## REQUIRED WORK
Copy every record word for word.

(Beginning of INFORMATION)

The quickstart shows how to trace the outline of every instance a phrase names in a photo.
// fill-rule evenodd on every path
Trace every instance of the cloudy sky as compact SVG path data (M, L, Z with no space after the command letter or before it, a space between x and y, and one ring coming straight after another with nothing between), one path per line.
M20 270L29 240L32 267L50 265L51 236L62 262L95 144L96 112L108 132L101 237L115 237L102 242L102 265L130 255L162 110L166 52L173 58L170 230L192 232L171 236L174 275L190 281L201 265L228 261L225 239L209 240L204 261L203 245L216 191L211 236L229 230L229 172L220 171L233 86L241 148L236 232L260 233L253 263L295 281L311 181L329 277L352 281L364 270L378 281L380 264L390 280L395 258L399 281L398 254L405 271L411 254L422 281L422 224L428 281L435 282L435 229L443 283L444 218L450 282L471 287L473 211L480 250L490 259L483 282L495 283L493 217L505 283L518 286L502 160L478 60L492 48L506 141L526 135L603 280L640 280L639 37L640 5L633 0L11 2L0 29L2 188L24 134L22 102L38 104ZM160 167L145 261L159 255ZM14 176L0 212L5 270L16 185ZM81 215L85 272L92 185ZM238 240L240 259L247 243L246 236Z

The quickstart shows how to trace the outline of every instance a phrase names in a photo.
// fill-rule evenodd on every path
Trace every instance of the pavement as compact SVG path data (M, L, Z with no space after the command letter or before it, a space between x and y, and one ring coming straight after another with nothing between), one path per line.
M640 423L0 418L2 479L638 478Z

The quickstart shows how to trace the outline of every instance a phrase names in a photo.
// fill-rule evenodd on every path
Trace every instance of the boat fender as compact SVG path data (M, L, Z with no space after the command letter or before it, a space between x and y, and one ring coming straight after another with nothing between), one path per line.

(End of INFORMATION)

## SOLUTION FOR THIS TASK
The quickstart shows how to trace the outline of every instance a phrase names in a photo.
// fill-rule evenodd on every path
Trace every instance of the cloudy sky as compact SVG path data (M, L, Z with no space after the command letter or before it, a space between x and y, and one ring coming straight after another with nothing between), one path per line.
M20 270L29 240L32 267L50 265L51 236L62 262L95 144L96 112L108 132L101 237L115 237L102 242L102 265L130 255L162 110L166 52L173 58L170 230L192 232L171 236L174 275L190 281L201 265L228 261L225 239L209 240L204 261L203 245L216 191L211 236L229 230L229 172L220 171L233 86L241 148L236 232L260 233L253 263L295 281L311 181L329 277L352 281L364 270L378 281L380 264L390 280L395 258L399 281L398 254L405 271L411 254L422 281L422 224L428 281L435 282L435 229L443 283L444 218L450 282L471 287L473 211L480 250L490 259L483 282L495 283L493 217L505 283L518 286L502 160L478 60L492 48L506 141L526 135L603 280L640 280L639 37L640 5L633 0L11 2L0 29L2 188L24 134L22 102L38 104ZM160 167L145 261L159 255ZM14 176L0 212L5 270L16 185ZM81 215L85 272L92 185ZM238 240L240 259L247 243L246 236Z

The quickstart shows how to trace the outline of every instance a phrase names in a photo.
// fill-rule evenodd on every path
Trace every instance of the pavement as compact SVG path data (M, L, Z with no space after the command letter or before it, a space between x and y, and one ring coming straight after another with nothing between), one path per line.
M640 423L0 418L2 479L638 478Z

The quickstart shows how to trace the outline of every instance a phrase names in a photo.
// fill-rule evenodd on every path
Trace every instance of the boat fender as compact SVG path data (M, L, Z with no space after the command letter or before it, a space between x and y, and one ring coming straight after another with nothing between), one path per line.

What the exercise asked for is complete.